__Exercise inputs__:
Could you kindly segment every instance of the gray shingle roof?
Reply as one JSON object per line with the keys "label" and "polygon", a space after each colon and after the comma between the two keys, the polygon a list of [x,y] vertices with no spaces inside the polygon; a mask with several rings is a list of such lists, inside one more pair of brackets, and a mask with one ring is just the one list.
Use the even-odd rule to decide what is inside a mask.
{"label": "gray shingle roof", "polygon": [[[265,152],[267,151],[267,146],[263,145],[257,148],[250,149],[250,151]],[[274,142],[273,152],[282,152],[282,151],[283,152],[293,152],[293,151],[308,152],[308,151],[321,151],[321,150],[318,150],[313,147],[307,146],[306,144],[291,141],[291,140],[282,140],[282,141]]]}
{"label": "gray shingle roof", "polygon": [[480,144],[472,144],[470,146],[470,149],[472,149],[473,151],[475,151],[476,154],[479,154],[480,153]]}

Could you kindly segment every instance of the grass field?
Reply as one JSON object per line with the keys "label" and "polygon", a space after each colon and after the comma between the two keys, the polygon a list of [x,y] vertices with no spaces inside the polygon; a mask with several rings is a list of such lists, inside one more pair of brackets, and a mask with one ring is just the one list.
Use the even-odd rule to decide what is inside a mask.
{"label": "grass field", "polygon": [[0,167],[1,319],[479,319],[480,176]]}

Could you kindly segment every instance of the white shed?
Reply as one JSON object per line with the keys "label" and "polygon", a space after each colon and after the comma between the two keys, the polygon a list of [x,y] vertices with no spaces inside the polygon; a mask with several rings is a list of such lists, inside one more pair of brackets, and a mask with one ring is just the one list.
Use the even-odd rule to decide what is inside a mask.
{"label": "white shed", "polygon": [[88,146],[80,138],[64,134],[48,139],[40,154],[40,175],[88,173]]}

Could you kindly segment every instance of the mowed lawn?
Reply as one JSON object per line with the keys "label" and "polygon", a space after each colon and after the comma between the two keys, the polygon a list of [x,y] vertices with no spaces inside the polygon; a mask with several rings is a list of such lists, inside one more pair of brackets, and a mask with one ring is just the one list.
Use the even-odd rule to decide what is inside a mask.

__Work instruction__: Identify all lines in the records above with the word "Could".

__Task result__:
Could you kindly segment every instance of the gray shingle roof?
Could you kindly segment every instance of the grass field?
Could you kindly segment every instance of the white shed?
Could you kindly segment every instance of the mowed lawn?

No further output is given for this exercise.